Please count the lines in the records below that contain the string "distant", treating uppercase and lowercase as different, and give only that number.
* * *
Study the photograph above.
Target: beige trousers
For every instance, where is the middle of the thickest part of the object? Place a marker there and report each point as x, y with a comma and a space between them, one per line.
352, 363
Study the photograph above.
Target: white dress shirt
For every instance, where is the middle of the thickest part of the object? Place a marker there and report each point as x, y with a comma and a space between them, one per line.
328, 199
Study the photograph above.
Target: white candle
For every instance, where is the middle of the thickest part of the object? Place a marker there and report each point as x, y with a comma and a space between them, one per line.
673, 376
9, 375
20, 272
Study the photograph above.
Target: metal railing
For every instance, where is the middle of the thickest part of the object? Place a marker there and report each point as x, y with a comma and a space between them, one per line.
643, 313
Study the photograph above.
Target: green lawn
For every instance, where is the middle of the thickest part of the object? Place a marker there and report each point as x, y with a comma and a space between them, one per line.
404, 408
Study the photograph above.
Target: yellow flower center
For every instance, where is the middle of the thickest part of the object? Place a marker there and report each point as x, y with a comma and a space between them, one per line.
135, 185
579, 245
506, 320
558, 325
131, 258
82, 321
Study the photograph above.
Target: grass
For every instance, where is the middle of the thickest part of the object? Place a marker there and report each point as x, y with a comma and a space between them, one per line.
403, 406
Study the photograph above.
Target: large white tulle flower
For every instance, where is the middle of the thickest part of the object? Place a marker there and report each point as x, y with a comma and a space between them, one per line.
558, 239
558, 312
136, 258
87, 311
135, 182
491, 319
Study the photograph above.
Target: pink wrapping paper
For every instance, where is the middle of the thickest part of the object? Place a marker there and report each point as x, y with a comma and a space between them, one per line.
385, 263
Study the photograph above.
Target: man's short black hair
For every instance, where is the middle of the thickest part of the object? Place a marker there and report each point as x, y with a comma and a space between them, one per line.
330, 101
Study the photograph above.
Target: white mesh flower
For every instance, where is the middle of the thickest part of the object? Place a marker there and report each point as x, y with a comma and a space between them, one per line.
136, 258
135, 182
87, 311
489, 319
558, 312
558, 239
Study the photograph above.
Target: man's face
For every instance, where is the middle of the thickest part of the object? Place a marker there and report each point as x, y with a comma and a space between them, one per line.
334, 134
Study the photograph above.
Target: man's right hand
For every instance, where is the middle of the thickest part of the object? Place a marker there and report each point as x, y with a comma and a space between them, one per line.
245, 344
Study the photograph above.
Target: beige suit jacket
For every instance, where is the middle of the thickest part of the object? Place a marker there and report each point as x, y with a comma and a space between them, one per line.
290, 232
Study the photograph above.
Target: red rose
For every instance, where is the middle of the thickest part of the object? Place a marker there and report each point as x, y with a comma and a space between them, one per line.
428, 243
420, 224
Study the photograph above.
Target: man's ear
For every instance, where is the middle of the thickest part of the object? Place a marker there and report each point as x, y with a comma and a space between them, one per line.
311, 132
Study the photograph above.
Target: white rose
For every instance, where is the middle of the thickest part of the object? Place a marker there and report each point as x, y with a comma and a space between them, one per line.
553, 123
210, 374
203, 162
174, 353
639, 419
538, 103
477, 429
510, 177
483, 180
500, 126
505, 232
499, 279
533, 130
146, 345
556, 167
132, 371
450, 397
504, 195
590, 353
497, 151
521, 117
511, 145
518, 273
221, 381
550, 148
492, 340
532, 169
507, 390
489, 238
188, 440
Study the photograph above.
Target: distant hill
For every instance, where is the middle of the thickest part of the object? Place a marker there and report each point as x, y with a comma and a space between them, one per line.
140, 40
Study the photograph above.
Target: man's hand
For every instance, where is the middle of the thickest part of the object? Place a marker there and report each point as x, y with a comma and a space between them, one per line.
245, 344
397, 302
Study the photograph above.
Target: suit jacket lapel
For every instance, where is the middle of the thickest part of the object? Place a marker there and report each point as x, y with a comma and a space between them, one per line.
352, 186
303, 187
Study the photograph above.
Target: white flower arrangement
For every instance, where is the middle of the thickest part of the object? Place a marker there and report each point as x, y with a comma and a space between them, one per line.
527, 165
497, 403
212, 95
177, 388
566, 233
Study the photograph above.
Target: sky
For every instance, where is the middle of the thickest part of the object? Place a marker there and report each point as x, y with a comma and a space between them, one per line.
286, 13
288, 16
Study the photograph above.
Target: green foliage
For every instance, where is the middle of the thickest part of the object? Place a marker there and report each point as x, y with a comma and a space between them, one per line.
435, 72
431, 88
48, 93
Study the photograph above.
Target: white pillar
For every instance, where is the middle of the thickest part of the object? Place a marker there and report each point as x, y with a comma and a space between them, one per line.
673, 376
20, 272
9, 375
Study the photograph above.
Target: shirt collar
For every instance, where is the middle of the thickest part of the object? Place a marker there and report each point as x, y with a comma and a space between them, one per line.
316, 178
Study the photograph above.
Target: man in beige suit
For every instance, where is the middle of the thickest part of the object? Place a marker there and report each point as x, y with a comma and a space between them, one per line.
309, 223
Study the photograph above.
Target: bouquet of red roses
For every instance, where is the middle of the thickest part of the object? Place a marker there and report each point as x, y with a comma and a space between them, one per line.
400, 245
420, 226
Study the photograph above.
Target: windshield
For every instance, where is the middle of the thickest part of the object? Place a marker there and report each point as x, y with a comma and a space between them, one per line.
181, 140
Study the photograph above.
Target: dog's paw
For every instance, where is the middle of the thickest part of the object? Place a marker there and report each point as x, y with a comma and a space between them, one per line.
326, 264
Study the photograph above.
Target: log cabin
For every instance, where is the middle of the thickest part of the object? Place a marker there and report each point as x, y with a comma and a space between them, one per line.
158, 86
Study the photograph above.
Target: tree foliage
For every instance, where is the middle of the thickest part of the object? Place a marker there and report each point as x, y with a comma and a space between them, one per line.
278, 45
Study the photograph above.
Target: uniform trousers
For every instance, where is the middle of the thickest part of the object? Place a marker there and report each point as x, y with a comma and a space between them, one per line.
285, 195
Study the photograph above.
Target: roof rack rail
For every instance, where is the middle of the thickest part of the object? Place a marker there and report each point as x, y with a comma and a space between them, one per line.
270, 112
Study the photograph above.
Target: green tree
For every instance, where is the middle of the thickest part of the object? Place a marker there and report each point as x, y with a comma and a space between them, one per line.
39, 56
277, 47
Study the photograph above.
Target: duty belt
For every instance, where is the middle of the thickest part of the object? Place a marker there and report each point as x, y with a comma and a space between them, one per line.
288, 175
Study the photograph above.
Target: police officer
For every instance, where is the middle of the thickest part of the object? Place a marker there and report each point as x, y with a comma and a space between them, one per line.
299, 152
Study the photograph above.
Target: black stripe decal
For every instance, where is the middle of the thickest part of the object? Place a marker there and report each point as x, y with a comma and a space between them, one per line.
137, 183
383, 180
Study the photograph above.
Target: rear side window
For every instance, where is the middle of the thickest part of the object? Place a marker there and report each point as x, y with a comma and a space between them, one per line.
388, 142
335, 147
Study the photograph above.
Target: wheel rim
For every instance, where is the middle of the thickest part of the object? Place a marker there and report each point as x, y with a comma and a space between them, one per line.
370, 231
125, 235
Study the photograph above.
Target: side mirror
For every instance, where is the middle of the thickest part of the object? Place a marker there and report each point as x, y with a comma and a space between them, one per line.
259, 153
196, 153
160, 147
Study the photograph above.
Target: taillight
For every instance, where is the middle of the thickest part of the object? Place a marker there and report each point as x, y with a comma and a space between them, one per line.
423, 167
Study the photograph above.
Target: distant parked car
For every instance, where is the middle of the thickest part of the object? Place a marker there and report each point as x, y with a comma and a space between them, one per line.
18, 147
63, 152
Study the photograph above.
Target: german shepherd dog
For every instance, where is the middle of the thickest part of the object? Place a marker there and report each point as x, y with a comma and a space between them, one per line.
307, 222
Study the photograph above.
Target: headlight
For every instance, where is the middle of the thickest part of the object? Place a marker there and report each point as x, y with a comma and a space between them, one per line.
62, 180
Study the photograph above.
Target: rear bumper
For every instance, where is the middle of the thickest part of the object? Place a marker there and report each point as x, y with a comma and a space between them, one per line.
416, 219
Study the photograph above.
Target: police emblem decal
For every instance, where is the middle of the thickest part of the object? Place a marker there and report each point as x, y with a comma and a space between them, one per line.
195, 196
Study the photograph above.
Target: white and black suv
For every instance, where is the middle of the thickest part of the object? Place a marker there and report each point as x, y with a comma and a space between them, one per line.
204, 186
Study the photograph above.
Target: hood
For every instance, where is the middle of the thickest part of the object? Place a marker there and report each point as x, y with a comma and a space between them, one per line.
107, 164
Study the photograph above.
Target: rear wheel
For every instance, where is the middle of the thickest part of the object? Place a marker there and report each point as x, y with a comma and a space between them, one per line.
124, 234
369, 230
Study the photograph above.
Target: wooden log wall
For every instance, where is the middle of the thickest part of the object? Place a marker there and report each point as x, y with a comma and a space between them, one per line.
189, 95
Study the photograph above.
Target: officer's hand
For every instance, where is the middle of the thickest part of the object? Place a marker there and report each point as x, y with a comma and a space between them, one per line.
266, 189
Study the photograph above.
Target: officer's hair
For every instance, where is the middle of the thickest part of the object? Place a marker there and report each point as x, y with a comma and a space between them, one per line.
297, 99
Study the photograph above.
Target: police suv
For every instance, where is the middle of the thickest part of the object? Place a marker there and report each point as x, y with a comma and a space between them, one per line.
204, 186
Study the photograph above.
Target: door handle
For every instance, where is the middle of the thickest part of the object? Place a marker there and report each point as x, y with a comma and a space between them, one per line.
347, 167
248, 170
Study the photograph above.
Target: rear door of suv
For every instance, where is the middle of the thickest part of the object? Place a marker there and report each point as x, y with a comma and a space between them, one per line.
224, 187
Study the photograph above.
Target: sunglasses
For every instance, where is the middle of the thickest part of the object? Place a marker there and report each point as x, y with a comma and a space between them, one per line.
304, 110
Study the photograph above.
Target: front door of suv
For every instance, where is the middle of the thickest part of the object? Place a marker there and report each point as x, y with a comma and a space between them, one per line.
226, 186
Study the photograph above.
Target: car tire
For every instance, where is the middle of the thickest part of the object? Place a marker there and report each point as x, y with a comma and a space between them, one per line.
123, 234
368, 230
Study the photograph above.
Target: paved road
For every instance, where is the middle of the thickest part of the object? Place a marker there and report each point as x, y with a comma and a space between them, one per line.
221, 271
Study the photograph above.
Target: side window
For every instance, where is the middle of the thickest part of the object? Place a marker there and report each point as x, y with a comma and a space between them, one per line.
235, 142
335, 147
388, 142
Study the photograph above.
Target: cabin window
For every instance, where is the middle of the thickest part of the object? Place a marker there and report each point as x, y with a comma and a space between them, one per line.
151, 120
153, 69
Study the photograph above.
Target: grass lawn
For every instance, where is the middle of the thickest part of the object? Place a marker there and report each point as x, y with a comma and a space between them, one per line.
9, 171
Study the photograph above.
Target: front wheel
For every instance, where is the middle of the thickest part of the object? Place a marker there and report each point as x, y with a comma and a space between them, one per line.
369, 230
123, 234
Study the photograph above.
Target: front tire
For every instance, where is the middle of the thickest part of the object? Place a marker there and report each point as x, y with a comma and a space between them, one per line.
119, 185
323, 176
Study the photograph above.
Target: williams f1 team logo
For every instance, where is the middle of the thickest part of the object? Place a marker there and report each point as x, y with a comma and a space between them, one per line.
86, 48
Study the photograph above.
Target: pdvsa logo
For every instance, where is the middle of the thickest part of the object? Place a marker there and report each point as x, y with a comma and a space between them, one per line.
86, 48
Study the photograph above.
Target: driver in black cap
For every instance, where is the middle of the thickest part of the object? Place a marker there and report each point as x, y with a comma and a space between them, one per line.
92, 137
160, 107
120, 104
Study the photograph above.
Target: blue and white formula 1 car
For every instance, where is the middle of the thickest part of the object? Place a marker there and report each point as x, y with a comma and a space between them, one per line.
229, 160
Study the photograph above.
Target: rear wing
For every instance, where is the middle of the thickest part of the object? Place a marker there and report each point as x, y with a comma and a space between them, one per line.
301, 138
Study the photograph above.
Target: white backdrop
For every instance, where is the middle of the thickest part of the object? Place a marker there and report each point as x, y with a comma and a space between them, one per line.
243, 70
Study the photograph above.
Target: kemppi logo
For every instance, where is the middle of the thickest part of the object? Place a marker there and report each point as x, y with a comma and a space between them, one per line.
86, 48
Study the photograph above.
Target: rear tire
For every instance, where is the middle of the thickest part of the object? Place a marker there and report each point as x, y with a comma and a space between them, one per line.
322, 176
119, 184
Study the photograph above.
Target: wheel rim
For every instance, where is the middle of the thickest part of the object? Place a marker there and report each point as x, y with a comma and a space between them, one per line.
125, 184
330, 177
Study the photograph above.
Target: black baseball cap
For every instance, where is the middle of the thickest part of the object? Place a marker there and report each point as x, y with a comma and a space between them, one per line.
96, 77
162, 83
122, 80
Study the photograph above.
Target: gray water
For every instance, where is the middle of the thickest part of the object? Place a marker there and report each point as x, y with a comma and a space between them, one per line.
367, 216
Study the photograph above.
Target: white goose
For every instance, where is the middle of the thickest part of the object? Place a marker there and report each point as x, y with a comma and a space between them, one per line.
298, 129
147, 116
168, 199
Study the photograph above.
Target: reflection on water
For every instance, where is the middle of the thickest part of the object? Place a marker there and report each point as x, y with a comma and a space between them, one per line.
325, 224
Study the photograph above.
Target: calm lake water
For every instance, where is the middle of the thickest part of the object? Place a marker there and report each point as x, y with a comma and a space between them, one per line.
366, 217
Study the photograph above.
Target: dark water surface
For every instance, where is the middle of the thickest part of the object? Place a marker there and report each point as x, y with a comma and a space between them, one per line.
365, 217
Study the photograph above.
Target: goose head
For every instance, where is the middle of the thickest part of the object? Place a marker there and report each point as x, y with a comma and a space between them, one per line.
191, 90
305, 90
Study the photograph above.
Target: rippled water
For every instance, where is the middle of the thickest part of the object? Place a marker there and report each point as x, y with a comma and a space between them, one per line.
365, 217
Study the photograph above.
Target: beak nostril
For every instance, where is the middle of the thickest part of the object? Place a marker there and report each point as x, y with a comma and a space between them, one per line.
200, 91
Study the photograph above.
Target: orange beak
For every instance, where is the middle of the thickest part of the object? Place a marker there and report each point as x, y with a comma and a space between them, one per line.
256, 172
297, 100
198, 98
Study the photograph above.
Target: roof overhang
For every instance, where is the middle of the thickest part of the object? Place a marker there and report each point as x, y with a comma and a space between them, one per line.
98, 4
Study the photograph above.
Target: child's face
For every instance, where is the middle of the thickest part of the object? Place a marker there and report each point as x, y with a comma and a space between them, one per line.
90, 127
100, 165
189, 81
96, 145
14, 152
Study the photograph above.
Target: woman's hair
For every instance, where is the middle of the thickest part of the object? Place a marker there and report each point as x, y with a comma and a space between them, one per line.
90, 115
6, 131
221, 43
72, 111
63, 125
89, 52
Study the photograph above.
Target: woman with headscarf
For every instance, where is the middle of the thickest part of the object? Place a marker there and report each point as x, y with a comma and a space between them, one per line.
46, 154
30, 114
* * *
### FULL ANSWER
2